_Entries from a pointing dataset_.
•••••

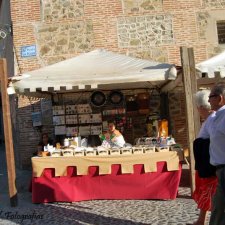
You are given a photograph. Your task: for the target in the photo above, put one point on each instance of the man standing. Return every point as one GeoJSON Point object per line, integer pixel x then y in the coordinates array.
{"type": "Point", "coordinates": [217, 152]}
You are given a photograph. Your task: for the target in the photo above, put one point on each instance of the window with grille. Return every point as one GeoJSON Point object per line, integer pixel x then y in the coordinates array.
{"type": "Point", "coordinates": [221, 31]}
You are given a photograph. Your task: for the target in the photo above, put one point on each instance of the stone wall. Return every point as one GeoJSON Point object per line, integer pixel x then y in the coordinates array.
{"type": "Point", "coordinates": [141, 6]}
{"type": "Point", "coordinates": [59, 10]}
{"type": "Point", "coordinates": [61, 39]}
{"type": "Point", "coordinates": [214, 3]}
{"type": "Point", "coordinates": [144, 31]}
{"type": "Point", "coordinates": [147, 29]}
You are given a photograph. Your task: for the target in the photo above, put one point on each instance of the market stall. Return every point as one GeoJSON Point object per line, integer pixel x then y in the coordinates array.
{"type": "Point", "coordinates": [124, 176]}
{"type": "Point", "coordinates": [105, 71]}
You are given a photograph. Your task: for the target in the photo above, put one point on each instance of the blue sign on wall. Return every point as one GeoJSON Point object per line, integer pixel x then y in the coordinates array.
{"type": "Point", "coordinates": [28, 51]}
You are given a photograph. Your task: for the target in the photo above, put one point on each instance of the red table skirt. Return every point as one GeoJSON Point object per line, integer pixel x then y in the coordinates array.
{"type": "Point", "coordinates": [162, 184]}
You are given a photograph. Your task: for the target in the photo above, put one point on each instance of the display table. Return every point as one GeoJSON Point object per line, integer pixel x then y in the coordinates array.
{"type": "Point", "coordinates": [68, 179]}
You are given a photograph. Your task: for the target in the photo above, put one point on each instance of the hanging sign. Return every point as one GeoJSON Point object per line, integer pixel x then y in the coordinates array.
{"type": "Point", "coordinates": [28, 51]}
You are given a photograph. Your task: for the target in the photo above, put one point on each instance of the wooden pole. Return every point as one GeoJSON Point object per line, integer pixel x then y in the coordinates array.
{"type": "Point", "coordinates": [190, 88]}
{"type": "Point", "coordinates": [8, 134]}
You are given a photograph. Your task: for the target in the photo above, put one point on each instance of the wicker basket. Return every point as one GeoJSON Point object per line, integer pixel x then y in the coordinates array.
{"type": "Point", "coordinates": [103, 152]}
{"type": "Point", "coordinates": [115, 151]}
{"type": "Point", "coordinates": [79, 153]}
{"type": "Point", "coordinates": [56, 153]}
{"type": "Point", "coordinates": [149, 149]}
{"type": "Point", "coordinates": [67, 152]}
{"type": "Point", "coordinates": [43, 153]}
{"type": "Point", "coordinates": [163, 149]}
{"type": "Point", "coordinates": [137, 150]}
{"type": "Point", "coordinates": [126, 151]}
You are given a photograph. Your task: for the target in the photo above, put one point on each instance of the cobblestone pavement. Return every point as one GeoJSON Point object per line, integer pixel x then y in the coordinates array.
{"type": "Point", "coordinates": [181, 211]}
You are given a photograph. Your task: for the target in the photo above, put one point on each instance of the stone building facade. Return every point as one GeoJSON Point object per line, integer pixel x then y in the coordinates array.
{"type": "Point", "coordinates": [147, 29]}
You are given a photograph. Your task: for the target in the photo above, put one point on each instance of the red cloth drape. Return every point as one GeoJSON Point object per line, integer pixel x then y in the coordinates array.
{"type": "Point", "coordinates": [162, 184]}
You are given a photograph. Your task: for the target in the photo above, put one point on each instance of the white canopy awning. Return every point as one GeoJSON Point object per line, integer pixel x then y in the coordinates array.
{"type": "Point", "coordinates": [212, 66]}
{"type": "Point", "coordinates": [97, 69]}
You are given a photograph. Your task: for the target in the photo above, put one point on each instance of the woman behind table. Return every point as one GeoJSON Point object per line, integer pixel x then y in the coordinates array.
{"type": "Point", "coordinates": [205, 187]}
{"type": "Point", "coordinates": [113, 136]}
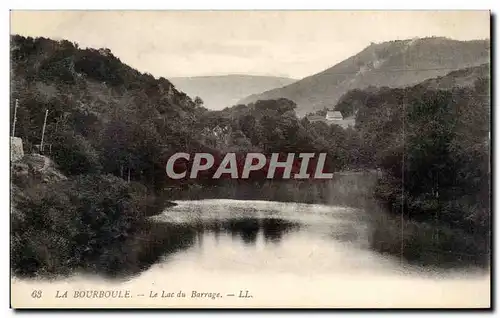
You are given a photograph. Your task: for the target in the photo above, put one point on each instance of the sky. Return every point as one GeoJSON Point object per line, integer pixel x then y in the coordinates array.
{"type": "Point", "coordinates": [292, 44]}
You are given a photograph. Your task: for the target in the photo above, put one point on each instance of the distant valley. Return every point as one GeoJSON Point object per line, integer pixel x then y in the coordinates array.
{"type": "Point", "coordinates": [394, 64]}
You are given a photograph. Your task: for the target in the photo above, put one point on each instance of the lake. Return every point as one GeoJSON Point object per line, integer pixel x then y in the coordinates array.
{"type": "Point", "coordinates": [275, 254]}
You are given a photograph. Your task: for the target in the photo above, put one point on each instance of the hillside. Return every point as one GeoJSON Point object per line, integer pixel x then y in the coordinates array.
{"type": "Point", "coordinates": [103, 116]}
{"type": "Point", "coordinates": [219, 92]}
{"type": "Point", "coordinates": [394, 64]}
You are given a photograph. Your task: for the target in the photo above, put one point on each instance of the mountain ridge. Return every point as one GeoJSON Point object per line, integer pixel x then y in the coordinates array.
{"type": "Point", "coordinates": [220, 91]}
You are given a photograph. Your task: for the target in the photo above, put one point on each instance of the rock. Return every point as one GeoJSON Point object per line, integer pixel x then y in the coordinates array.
{"type": "Point", "coordinates": [16, 149]}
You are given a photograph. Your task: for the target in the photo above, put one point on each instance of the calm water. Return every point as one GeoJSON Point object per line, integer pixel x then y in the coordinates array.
{"type": "Point", "coordinates": [284, 254]}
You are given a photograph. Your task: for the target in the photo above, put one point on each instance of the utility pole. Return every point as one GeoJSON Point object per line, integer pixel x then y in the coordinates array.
{"type": "Point", "coordinates": [15, 118]}
{"type": "Point", "coordinates": [43, 129]}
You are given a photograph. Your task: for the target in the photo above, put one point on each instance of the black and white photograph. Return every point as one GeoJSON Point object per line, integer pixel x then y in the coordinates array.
{"type": "Point", "coordinates": [180, 159]}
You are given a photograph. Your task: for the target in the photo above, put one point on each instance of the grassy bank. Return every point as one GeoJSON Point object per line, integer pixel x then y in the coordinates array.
{"type": "Point", "coordinates": [90, 223]}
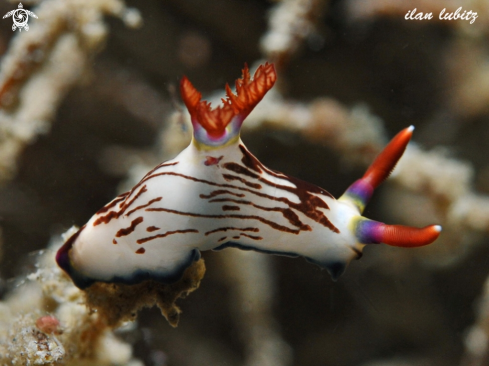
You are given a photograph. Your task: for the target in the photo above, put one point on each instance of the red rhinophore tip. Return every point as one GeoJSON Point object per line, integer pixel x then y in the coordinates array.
{"type": "Point", "coordinates": [409, 237]}
{"type": "Point", "coordinates": [385, 162]}
{"type": "Point", "coordinates": [249, 93]}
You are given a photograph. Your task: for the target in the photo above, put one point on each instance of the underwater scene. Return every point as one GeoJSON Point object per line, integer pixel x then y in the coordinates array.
{"type": "Point", "coordinates": [244, 183]}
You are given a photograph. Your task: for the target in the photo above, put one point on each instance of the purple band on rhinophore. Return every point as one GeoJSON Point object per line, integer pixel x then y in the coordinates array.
{"type": "Point", "coordinates": [369, 231]}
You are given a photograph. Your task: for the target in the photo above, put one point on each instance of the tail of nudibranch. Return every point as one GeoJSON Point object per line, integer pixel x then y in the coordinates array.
{"type": "Point", "coordinates": [359, 193]}
{"type": "Point", "coordinates": [220, 126]}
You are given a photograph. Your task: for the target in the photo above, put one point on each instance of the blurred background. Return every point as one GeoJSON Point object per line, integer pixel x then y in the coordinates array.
{"type": "Point", "coordinates": [89, 103]}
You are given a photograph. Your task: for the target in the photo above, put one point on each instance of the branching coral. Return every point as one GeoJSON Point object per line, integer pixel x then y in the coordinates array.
{"type": "Point", "coordinates": [82, 336]}
{"type": "Point", "coordinates": [42, 65]}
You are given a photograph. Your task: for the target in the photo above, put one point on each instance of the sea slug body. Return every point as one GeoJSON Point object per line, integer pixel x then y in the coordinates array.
{"type": "Point", "coordinates": [215, 194]}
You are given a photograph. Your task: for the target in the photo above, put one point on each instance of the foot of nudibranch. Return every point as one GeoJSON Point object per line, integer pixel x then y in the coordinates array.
{"type": "Point", "coordinates": [116, 303]}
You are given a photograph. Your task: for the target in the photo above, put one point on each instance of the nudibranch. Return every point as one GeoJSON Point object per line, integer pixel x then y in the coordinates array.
{"type": "Point", "coordinates": [215, 194]}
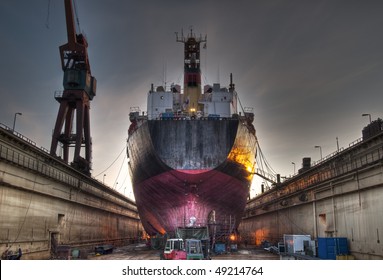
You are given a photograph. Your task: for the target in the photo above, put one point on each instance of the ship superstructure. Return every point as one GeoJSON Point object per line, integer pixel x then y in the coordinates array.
{"type": "Point", "coordinates": [192, 154]}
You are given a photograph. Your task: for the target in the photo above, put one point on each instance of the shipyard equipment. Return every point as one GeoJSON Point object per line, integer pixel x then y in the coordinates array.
{"type": "Point", "coordinates": [79, 90]}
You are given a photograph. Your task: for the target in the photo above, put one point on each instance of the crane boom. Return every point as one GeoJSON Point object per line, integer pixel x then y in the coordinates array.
{"type": "Point", "coordinates": [79, 90]}
{"type": "Point", "coordinates": [70, 24]}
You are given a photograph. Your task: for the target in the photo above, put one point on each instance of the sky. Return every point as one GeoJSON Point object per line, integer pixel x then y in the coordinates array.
{"type": "Point", "coordinates": [309, 68]}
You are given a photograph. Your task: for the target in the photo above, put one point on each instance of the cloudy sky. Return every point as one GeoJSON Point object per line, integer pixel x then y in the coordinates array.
{"type": "Point", "coordinates": [309, 68]}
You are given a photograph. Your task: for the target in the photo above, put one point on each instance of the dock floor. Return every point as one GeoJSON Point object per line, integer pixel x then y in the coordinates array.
{"type": "Point", "coordinates": [141, 252]}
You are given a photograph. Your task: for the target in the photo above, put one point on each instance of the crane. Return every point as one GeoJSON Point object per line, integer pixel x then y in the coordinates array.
{"type": "Point", "coordinates": [79, 90]}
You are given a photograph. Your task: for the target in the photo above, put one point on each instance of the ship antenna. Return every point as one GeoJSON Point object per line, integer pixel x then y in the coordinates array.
{"type": "Point", "coordinates": [232, 86]}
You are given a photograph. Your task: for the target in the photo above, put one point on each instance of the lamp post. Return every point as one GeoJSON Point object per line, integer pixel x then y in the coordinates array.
{"type": "Point", "coordinates": [369, 116]}
{"type": "Point", "coordinates": [320, 149]}
{"type": "Point", "coordinates": [14, 120]}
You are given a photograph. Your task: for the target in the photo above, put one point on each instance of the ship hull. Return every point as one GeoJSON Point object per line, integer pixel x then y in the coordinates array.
{"type": "Point", "coordinates": [191, 172]}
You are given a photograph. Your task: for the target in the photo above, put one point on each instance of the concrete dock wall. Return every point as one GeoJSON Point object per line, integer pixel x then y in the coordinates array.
{"type": "Point", "coordinates": [339, 197]}
{"type": "Point", "coordinates": [45, 203]}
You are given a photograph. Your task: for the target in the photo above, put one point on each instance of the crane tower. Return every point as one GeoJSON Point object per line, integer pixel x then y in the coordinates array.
{"type": "Point", "coordinates": [79, 90]}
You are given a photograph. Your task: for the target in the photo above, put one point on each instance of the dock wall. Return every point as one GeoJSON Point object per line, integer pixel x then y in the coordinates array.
{"type": "Point", "coordinates": [44, 203]}
{"type": "Point", "coordinates": [338, 197]}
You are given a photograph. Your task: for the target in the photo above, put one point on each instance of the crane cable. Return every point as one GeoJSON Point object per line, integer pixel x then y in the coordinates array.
{"type": "Point", "coordinates": [77, 19]}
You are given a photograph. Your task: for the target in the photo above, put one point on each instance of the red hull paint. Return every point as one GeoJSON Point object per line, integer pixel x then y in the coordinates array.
{"type": "Point", "coordinates": [177, 197]}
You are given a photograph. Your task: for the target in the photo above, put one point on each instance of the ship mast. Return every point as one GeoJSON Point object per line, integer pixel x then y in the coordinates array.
{"type": "Point", "coordinates": [79, 89]}
{"type": "Point", "coordinates": [192, 71]}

•••••

_AIM OF THE TASK_. Copy the listing from the line with "the crane tower." up to and including its final line, substituting "quay wall" for "dock wall" and keeping everything else the same.

_WRITTEN RESPONSE_.
You are given a photograph. Your task: for the target in the photo above, put one point on each instance of the crane tower. Return every point as one GeoJSON Point object per line, integer pixel x then y in the coordinates array.
{"type": "Point", "coordinates": [79, 90]}
You are given a photograph. Your task: for the target in the photo above, put one point on each instance of the quay wall. Return every point as one GeoJSON Point object per line, integer pixel x then y in the coordinates array.
{"type": "Point", "coordinates": [44, 203]}
{"type": "Point", "coordinates": [338, 197]}
You are given a photograph. Your task: for the target in the photo above, put one point on each instance of the crane cable. Return every point as one GeoJSON Point object per line, integer pixel x then y in the coordinates array.
{"type": "Point", "coordinates": [77, 19]}
You are given a photograph. Your task: for the target in the photo above, put one point on each instance of the red hull paint. Return every point as one GeoJSON Point object per line, integer pixel x then y in the coordinates array.
{"type": "Point", "coordinates": [177, 197]}
You are given a photograph. Your task: for the target in the photo above, put one point on each instance of the ship mast. Return every point as one GeoJSON Point object per line, integer pixel x then y in the coordinates array.
{"type": "Point", "coordinates": [79, 89]}
{"type": "Point", "coordinates": [192, 71]}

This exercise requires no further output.